Short exercise
Print out every line, exactly as written.

Provided records
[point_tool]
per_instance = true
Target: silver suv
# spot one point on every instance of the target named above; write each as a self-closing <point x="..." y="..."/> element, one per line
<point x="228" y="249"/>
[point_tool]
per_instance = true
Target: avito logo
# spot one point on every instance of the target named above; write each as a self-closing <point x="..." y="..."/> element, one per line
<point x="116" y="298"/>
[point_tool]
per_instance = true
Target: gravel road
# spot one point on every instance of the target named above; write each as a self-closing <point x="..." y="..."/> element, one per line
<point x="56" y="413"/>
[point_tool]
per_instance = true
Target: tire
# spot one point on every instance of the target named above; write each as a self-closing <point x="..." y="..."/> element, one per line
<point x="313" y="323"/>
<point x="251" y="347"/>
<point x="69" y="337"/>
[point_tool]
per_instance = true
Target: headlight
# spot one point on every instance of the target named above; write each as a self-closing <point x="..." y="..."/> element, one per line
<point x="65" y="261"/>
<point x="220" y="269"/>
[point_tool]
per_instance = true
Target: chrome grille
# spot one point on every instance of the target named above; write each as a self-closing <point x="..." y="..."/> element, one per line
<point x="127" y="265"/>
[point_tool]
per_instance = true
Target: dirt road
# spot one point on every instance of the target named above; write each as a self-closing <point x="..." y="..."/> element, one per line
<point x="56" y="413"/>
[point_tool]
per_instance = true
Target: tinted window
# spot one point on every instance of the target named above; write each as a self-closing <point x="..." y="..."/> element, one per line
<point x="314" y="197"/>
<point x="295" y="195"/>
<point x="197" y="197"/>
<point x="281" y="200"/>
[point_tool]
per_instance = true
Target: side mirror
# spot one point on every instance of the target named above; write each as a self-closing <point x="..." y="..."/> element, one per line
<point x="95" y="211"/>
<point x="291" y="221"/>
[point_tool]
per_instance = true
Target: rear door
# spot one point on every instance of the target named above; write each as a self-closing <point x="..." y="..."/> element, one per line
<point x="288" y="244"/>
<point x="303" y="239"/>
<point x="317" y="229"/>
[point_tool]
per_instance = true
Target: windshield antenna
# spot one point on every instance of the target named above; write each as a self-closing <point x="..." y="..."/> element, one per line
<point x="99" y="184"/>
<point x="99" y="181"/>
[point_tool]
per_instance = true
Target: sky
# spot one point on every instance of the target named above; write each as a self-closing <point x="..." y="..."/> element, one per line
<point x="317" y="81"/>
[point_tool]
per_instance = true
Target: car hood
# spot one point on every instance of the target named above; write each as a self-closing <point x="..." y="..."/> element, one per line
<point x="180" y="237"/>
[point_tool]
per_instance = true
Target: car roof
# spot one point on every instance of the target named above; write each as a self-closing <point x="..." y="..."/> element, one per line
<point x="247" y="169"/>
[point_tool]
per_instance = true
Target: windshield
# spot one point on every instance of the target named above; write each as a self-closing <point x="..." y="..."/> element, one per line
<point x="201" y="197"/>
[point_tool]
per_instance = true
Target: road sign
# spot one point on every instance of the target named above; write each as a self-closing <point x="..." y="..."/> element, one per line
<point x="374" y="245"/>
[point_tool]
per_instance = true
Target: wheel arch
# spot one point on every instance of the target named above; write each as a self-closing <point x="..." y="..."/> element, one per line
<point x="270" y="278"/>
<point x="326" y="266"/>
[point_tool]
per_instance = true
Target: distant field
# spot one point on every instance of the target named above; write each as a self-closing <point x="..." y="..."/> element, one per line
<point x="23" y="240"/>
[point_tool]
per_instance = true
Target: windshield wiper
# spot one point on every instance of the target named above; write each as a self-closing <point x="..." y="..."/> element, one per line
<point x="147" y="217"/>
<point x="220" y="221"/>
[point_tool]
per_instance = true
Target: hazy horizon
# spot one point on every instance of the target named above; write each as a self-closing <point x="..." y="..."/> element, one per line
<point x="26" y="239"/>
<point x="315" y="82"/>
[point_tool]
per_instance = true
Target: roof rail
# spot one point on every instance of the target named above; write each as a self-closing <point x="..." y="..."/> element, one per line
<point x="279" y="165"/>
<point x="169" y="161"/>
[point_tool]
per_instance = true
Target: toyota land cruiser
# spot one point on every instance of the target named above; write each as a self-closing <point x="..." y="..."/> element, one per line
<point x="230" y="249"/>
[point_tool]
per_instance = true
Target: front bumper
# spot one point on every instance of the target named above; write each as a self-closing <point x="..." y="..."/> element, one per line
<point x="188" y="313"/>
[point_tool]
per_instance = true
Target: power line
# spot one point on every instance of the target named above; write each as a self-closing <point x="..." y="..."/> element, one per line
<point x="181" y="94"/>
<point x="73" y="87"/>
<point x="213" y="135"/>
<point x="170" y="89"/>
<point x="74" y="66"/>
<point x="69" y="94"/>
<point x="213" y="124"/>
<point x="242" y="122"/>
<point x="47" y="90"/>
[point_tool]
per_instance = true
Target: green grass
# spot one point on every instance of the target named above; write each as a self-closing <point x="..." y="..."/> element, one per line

Task result
[point_tool]
per_instance = true
Target: silver suv
# spot one point on every instance of the target named above; write each as a self-closing <point x="..." y="..."/> element, one per line
<point x="228" y="249"/>
[point_tool]
per_instance = true
Target: avito logo
# spot one point on every instance of the target named above; write each as a self-closing <point x="..." y="..."/> element, one per line
<point x="116" y="298"/>
[point_tool]
per_instance = true
Target: gravel road
# spot one point on every instance of the target named above; write each as a self-closing <point x="..." y="..."/> element, one per line
<point x="56" y="413"/>
[point_tool]
per_instance = true
Target: tire
# spot one point on every instance of the target named above; write each as a self-closing <point x="..." y="..."/> element, one per line
<point x="313" y="323"/>
<point x="251" y="347"/>
<point x="69" y="337"/>
[point_tool]
per_instance = true
Target: headlight
# spot one point on every instance of the target named above; write each as a self-closing <point x="..." y="..."/> element, one per line
<point x="65" y="261"/>
<point x="220" y="269"/>
[point_tool]
per_instance = true
Target: chrome grille
# spot one point on every instance of the target named above; write each as a self-closing <point x="..." y="..."/> element, one per line
<point x="127" y="265"/>
[point_tool]
per_instance = true
Target: dirt road
# spot one point on every instance of the target named above; write each as a self-closing <point x="..." y="..."/> element, one per line
<point x="56" y="413"/>
[point_tool]
per_instance = true
Target: tinted window
# spot one point on every instance of the target named above; write each as a self-closing <point x="..." y="..."/> element, one per line
<point x="314" y="197"/>
<point x="295" y="195"/>
<point x="197" y="197"/>
<point x="281" y="200"/>
[point_tool]
per_instance = true
Target: side mirror
# spot one point on every instance of the target named above; write each as a self-closing <point x="..." y="..."/> element, one per line
<point x="95" y="211"/>
<point x="291" y="221"/>
[point_tool]
per_instance = true
Target: rear door
# spot one point on every instance of the target named above; write each as a self-closing <point x="..." y="..."/> element, one per line
<point x="288" y="244"/>
<point x="303" y="239"/>
<point x="317" y="229"/>
[point_tool]
per_instance = true
Target: windshield antenna
# spot one point on every instance of the target named above; write each as a self-closing <point x="..." y="..."/> element, one per line
<point x="99" y="184"/>
<point x="99" y="181"/>
[point_tool]
per_instance = true
Target: sky
# spot one point on every instance of the target named above; write each as a self-closing <point x="..." y="..."/> element, one per line
<point x="317" y="81"/>
[point_tool]
per_instance = true
Target: car hood
# spot one point on every instance of the target named above; write each as a self-closing <point x="..." y="..."/> element, one per line
<point x="180" y="237"/>
[point_tool]
per_instance = true
Target: car roof
# spot one point on every instance of the target named above; write each as a self-closing <point x="..." y="..."/> element, one per line
<point x="247" y="169"/>
[point_tool]
per_instance = true
Target: windshield
# spot one point on every instance of the target named above; write each as a self-closing <point x="..." y="..."/> element, one per line
<point x="201" y="197"/>
[point_tool]
per_instance = true
Target: road sign
# spot one point on every instance of the target named above; write each as a self-closing <point x="..." y="..."/> element, one per line
<point x="374" y="245"/>
[point_tool]
per_instance = true
Target: wheel arch
# spot one point on every instance of the target named above; write each as a self-closing <point x="..." y="..."/> element, one per line
<point x="270" y="278"/>
<point x="326" y="266"/>
[point_tool]
per_instance = true
Target: distant field
# spot one point on every instance of the target named above; write each as a self-closing <point x="..." y="..."/> element, one per line
<point x="23" y="240"/>
[point_tool]
per_instance = true
Target: windshield wiper
# spot one point on every instance of the target named above; write each as a self-closing <point x="..." y="..."/> element, one per line
<point x="147" y="217"/>
<point x="220" y="221"/>
[point_tool]
per_instance = true
Target: hazy horizon
# spot one point on every instance of the target named above; write each as a self-closing <point x="..." y="..."/> element, one per line
<point x="26" y="239"/>
<point x="315" y="82"/>
[point_tool]
per_instance = true
Target: roof rail
# spot one point on every instance of the target named above; write each as a self-closing <point x="..." y="..."/> element, one per line
<point x="279" y="165"/>
<point x="169" y="161"/>
[point_tool]
per_instance = true
Target: toyota land cruiser
# spot one point on every instance of the target named above; write each as a self-closing <point x="..." y="..."/> element, one per line
<point x="230" y="249"/>
[point_tool]
per_instance = true
Target: front bumper
# spot one point on every instance of the target named above; write each as a self-closing <point x="..." y="..."/> element, one per line
<point x="188" y="313"/>
[point_tool]
per_instance = true
Target: power line
# spot one point on every instance of the target named above; write each as a self-closing <point x="..." y="..."/> element, one per line
<point x="181" y="94"/>
<point x="73" y="87"/>
<point x="213" y="135"/>
<point x="170" y="89"/>
<point x="74" y="66"/>
<point x="69" y="94"/>
<point x="213" y="124"/>
<point x="242" y="122"/>
<point x="47" y="90"/>
[point_tool]
per_instance = true
Target: green grass
# spot one point on every instance of the target named above; write each as a self-closing <point x="..." y="..."/> element, one per line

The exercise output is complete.